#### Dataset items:
- - -
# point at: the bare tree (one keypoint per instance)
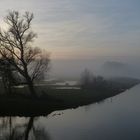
(16, 48)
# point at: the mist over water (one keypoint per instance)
(107, 66)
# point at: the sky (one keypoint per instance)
(82, 29)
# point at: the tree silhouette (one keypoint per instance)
(16, 48)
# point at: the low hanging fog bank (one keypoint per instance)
(105, 66)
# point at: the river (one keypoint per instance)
(116, 118)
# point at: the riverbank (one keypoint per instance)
(51, 100)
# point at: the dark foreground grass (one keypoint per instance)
(51, 100)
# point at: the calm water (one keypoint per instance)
(116, 118)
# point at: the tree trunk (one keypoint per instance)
(31, 87)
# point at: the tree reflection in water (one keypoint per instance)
(11, 130)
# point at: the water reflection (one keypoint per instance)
(13, 128)
(116, 118)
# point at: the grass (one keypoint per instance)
(20, 103)
(51, 100)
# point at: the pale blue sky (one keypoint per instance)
(83, 28)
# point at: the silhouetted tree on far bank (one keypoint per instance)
(6, 72)
(89, 81)
(16, 48)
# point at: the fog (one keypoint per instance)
(106, 66)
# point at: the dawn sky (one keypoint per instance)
(83, 28)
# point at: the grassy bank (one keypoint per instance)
(51, 100)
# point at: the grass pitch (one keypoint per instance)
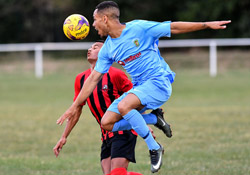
(210, 119)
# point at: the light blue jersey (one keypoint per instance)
(136, 51)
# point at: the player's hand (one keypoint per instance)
(59, 146)
(217, 24)
(70, 113)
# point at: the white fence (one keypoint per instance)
(38, 48)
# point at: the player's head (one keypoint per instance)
(93, 51)
(104, 13)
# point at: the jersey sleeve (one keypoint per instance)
(157, 29)
(78, 87)
(104, 61)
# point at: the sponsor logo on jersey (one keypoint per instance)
(136, 42)
(131, 58)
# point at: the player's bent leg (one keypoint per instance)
(131, 101)
(106, 165)
(109, 119)
(161, 123)
(119, 163)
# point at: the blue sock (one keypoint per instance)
(122, 124)
(150, 118)
(139, 125)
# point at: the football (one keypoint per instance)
(76, 27)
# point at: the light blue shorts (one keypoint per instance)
(153, 93)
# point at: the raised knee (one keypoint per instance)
(106, 125)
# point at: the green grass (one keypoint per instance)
(210, 118)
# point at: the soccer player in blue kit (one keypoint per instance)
(134, 46)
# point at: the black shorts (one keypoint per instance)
(120, 145)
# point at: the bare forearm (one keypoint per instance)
(88, 88)
(185, 27)
(71, 124)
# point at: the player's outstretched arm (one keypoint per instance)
(68, 128)
(87, 89)
(185, 27)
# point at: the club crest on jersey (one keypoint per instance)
(121, 63)
(105, 87)
(136, 42)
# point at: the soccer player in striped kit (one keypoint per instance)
(132, 46)
(118, 148)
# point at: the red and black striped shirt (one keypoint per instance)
(112, 85)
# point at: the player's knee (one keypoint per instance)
(106, 125)
(122, 107)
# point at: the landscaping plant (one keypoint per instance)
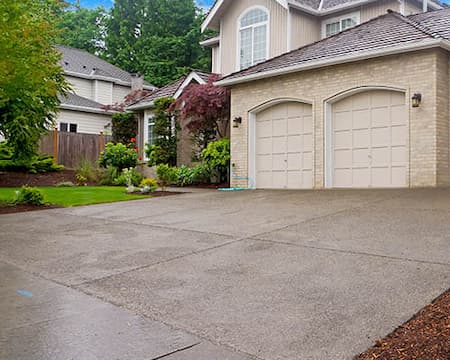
(149, 185)
(217, 157)
(29, 196)
(118, 155)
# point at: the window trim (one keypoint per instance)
(354, 15)
(238, 33)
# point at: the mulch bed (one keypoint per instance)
(17, 179)
(425, 337)
(24, 208)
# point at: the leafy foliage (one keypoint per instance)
(35, 164)
(129, 177)
(217, 157)
(164, 150)
(29, 196)
(82, 28)
(149, 185)
(205, 110)
(119, 156)
(28, 89)
(124, 127)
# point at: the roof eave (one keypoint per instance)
(422, 45)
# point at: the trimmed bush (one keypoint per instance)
(118, 155)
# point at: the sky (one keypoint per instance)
(108, 3)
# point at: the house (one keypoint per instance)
(252, 31)
(144, 110)
(95, 83)
(365, 108)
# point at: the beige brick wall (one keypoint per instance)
(413, 72)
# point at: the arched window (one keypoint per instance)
(253, 39)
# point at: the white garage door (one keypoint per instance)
(369, 133)
(284, 147)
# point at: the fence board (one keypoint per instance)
(74, 147)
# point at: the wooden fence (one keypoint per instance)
(71, 148)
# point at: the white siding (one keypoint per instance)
(119, 93)
(103, 92)
(82, 87)
(88, 123)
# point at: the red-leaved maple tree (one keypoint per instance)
(204, 109)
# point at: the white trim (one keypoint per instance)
(253, 26)
(105, 78)
(210, 42)
(328, 120)
(363, 55)
(356, 16)
(192, 76)
(86, 109)
(252, 114)
(213, 12)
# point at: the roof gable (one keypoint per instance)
(373, 38)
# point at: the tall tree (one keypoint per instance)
(157, 38)
(82, 28)
(30, 75)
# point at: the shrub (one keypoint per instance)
(29, 196)
(65, 184)
(108, 175)
(87, 170)
(149, 185)
(119, 156)
(166, 175)
(217, 157)
(129, 177)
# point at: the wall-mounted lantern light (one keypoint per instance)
(416, 99)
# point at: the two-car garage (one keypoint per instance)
(365, 145)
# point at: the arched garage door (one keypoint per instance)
(284, 147)
(369, 135)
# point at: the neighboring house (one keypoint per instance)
(95, 83)
(144, 110)
(252, 31)
(365, 108)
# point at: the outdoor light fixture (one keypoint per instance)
(417, 99)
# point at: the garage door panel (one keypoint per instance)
(369, 140)
(279, 127)
(295, 143)
(398, 135)
(361, 119)
(361, 138)
(280, 161)
(342, 120)
(264, 129)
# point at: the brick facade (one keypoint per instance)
(425, 72)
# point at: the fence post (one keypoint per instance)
(101, 143)
(55, 145)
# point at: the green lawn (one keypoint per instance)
(76, 196)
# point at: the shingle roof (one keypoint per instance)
(171, 89)
(382, 32)
(84, 63)
(76, 100)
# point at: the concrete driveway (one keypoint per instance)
(211, 275)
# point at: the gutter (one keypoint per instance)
(86, 109)
(423, 45)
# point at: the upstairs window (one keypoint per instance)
(253, 37)
(333, 26)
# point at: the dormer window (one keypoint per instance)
(253, 37)
(333, 26)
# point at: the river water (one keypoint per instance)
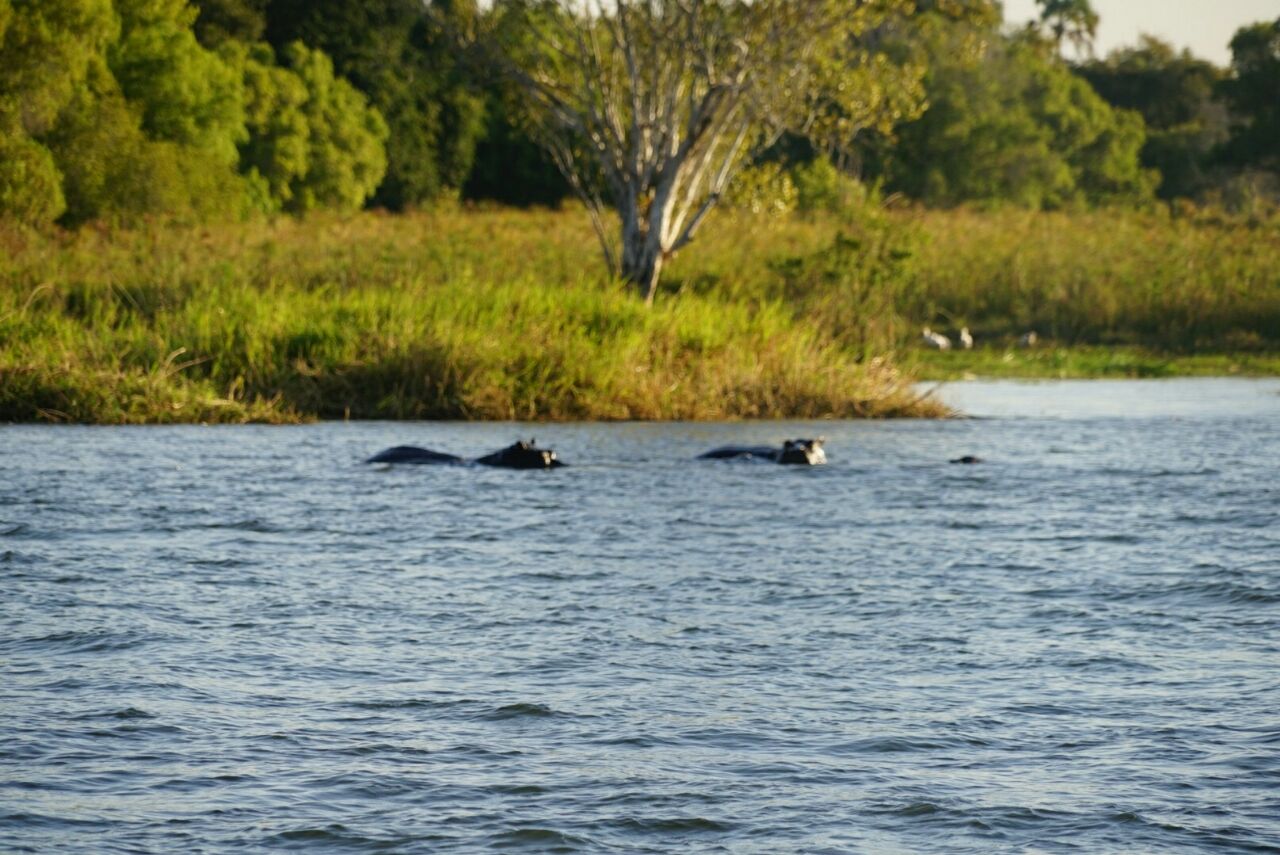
(243, 639)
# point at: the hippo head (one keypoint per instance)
(807, 452)
(522, 455)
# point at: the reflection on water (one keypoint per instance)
(242, 639)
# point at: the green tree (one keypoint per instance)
(186, 94)
(1010, 124)
(1176, 96)
(46, 49)
(1252, 94)
(1073, 21)
(393, 53)
(346, 158)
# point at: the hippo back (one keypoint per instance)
(740, 452)
(412, 455)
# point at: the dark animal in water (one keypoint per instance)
(520, 455)
(412, 455)
(805, 452)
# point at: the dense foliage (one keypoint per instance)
(1010, 123)
(202, 110)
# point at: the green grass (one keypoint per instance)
(449, 315)
(501, 314)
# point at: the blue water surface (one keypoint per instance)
(243, 639)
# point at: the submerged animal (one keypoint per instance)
(805, 452)
(520, 455)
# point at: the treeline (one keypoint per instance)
(211, 109)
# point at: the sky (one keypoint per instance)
(1205, 26)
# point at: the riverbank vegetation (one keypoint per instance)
(503, 314)
(227, 210)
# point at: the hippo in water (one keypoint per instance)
(520, 455)
(805, 452)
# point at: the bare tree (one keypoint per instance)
(649, 106)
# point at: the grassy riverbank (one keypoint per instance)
(451, 315)
(507, 315)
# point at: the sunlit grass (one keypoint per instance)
(502, 314)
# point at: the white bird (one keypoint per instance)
(937, 341)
- - -
#### Instructions for the task:
Print each record as it appears above, dropping every picture from the copy.

#### Answer for the task:
# point at: the bare tree (one keypoint per instance)
(16, 48)
# point at: the mist over water (one keypoint per instance)
(107, 66)
# point at: the sky (one keypoint per instance)
(82, 29)
# point at: the tree silhouette (one keypoint per instance)
(16, 48)
# point at: the low hanging fog bank (one keypoint per instance)
(105, 66)
# point at: the river (one keypoint per instance)
(116, 118)
# point at: the riverbank (one keypoint per instance)
(51, 100)
# point at: the dark foreground grass (one keypoint per instance)
(51, 100)
# point at: the calm water (one keypoint per instance)
(116, 118)
# point at: the tree trunk (one keypoint per instance)
(31, 87)
# point at: the tree reflection in water (one keypoint per instance)
(11, 130)
# point at: the water reflection (one keypoint per instance)
(13, 128)
(116, 118)
# point at: the grass (one keypoint per instance)
(20, 103)
(51, 100)
# point at: the pale blue sky (one keypoint per instance)
(83, 28)
# point at: the silhouetted tree on far bank (one keypoint per instance)
(6, 72)
(89, 81)
(16, 48)
# point at: the fog (one keypoint per instance)
(106, 66)
# point at: the dawn sky (one keypoint per instance)
(83, 28)
# point at: the grassy bank (one keypoint per instance)
(51, 100)
# point at: the grass pitch (one keypoint per instance)
(210, 119)
# point at: the light blue jersey (one keypoint per instance)
(136, 51)
# point at: the player's hand (one keypoint per instance)
(59, 146)
(217, 24)
(70, 113)
# point at: the white fence (one keypoint per instance)
(38, 48)
# point at: the player's head (one keypoint per instance)
(93, 51)
(104, 13)
# point at: the jersey sleeve (one keypoint per instance)
(157, 29)
(78, 87)
(104, 61)
# point at: the sponsor logo on jersey (one keypoint per instance)
(136, 42)
(131, 58)
# point at: the player's bent leg (one keypoint per instance)
(131, 101)
(106, 165)
(109, 119)
(161, 123)
(119, 163)
# point at: the blue sock (one keypoint per instance)
(122, 124)
(150, 118)
(139, 125)
# point at: the football (one keypoint per instance)
(76, 27)
# point at: the light blue shorts (one keypoint per instance)
(153, 93)
# point at: the raised knee (one keypoint per instance)
(106, 125)
# point at: the green grass (one keypoint per instance)
(210, 118)
# point at: the soccer player in blue kit (one keypoint per instance)
(134, 46)
# point at: the black shorts (one keypoint per instance)
(120, 145)
# point at: the bare forearm (one keypoint per instance)
(88, 88)
(185, 27)
(71, 124)
# point at: the player's outstretched arm (one keypoint per instance)
(68, 128)
(87, 89)
(185, 27)
# point at: the club crest on jersey (one keypoint per instance)
(121, 63)
(105, 87)
(136, 42)
# point at: the soccer player in striped kit (one keypoint per instance)
(132, 46)
(118, 148)
# point at: the red and black striped shirt (one keypoint per instance)
(112, 85)
# point at: the player's knee (one keypoint per instance)
(106, 125)
(122, 107)
# point at: the landscaping plant (one keypoint per instance)
(149, 185)
(217, 157)
(29, 196)
(118, 155)
# point at: the window trim (one keypoint per instance)
(354, 15)
(238, 33)
# point at: the mulch bed (one keypoint per instance)
(17, 179)
(425, 337)
(24, 208)
# point at: the leafy foliage (one keypoint per instance)
(35, 164)
(129, 177)
(217, 157)
(164, 150)
(29, 196)
(82, 28)
(149, 185)
(205, 110)
(119, 156)
(28, 89)
(124, 127)
# point at: the roof eave (one keypoint per instance)
(422, 45)
# point at: the trimmed bush (one keypoint per instance)
(118, 155)
# point at: the sky (one keypoint per instance)
(108, 3)
# point at: the house (one keypoint per instance)
(252, 31)
(144, 110)
(95, 83)
(365, 108)
# point at: the beige brick wall (one keypoint per instance)
(413, 72)
# point at: the arched window (one keypoint per instance)
(253, 39)
# point at: the white garage door (one keypoint per instance)
(369, 133)
(284, 147)
# point at: the fence board (one keypoint per instance)
(74, 147)
# point at: the wooden fence (one keypoint per instance)
(71, 148)
# point at: the white siding (one keypoint per instance)
(119, 93)
(103, 92)
(82, 87)
(88, 123)
# point at: the red-leaved maple tree (one keypoint per instance)
(204, 109)
# point at: the white trim (one keypoint per instance)
(253, 26)
(105, 78)
(210, 42)
(328, 120)
(363, 55)
(356, 16)
(192, 76)
(86, 109)
(252, 114)
(213, 12)
# point at: the roof gable (one keypoint per instance)
(373, 38)
# point at: the tall tree (one keypoint per instance)
(157, 38)
(82, 28)
(30, 75)
# point at: the shrub (one keypoint per instance)
(29, 196)
(65, 184)
(108, 175)
(87, 170)
(149, 185)
(119, 156)
(166, 175)
(217, 157)
(129, 177)
# point at: the wall-mounted lantern light (one keypoint per instance)
(416, 99)
# point at: the two-car garage (one keypoint per instance)
(365, 145)
# point at: the arched garage door (one keypoint per instance)
(284, 147)
(369, 135)
# point at: the neighboring house (one keypoint per instance)
(95, 83)
(144, 110)
(252, 31)
(365, 108)
# point at: the outdoor light fixture (one keypoint per instance)
(417, 99)
# point at: the garage door panel (one keypoint per instance)
(369, 140)
(279, 127)
(295, 143)
(398, 135)
(361, 119)
(361, 138)
(280, 161)
(342, 120)
(264, 129)
# point at: the brick facade (one keypoint per instance)
(425, 72)
# point at: the fence post (one keypoint per instance)
(101, 143)
(55, 145)
# point at: the green lawn (one keypoint per instance)
(76, 196)
# point at: the shingle roof (one keypoint per instance)
(171, 89)
(382, 32)
(84, 63)
(76, 100)
# point at: the concrete driveway (one keypoint per instance)
(211, 275)
# point at: the gutter (one keypoint per instance)
(86, 109)
(423, 45)
# point at: the upstairs window (one keypoint per instance)
(253, 37)
(333, 26)
# point at: the dormer window (one keypoint per instance)
(253, 37)
(333, 26)
# point at: the river water (one keypoint per instance)
(243, 639)
# point at: the hippo head (one keypoint per instance)
(807, 452)
(522, 455)
# point at: the reflection on water (one keypoint per instance)
(242, 639)
# point at: the green tree (one keypoint per instance)
(186, 94)
(1010, 124)
(1176, 96)
(46, 49)
(1252, 94)
(1073, 21)
(393, 53)
(346, 158)
# point at: the hippo back (one keypoint per instance)
(740, 452)
(412, 455)
# point at: the dark animal in water (one keypoint per instance)
(520, 455)
(412, 455)
(805, 452)
# point at: the dense foliage (one keypoint per instance)
(1010, 123)
(202, 110)
# point at: the green grass (one keypoint per instance)
(449, 315)
(501, 314)
# point at: the blue water surface (one keypoint per instance)
(243, 639)
# point at: the submerged animal (one keypoint per instance)
(805, 452)
(520, 455)
# point at: the treeline (one keypoint per instance)
(211, 109)
# point at: the sky (one keypoint per instance)
(1205, 26)
# point at: the riverbank vegetation (one keypoint per instance)
(503, 314)
(227, 210)
# point at: the hippo in water (one keypoint per instance)
(520, 455)
(805, 452)
# point at: the bare tree (one keypoint per instance)
(649, 106)
# point at: the grassy riverbank (one keypoint per instance)
(451, 315)
(507, 315)
# point at: the sunlit grass (one keypoint per instance)
(502, 314)
# point at: the white bird (one keypoint per instance)
(937, 341)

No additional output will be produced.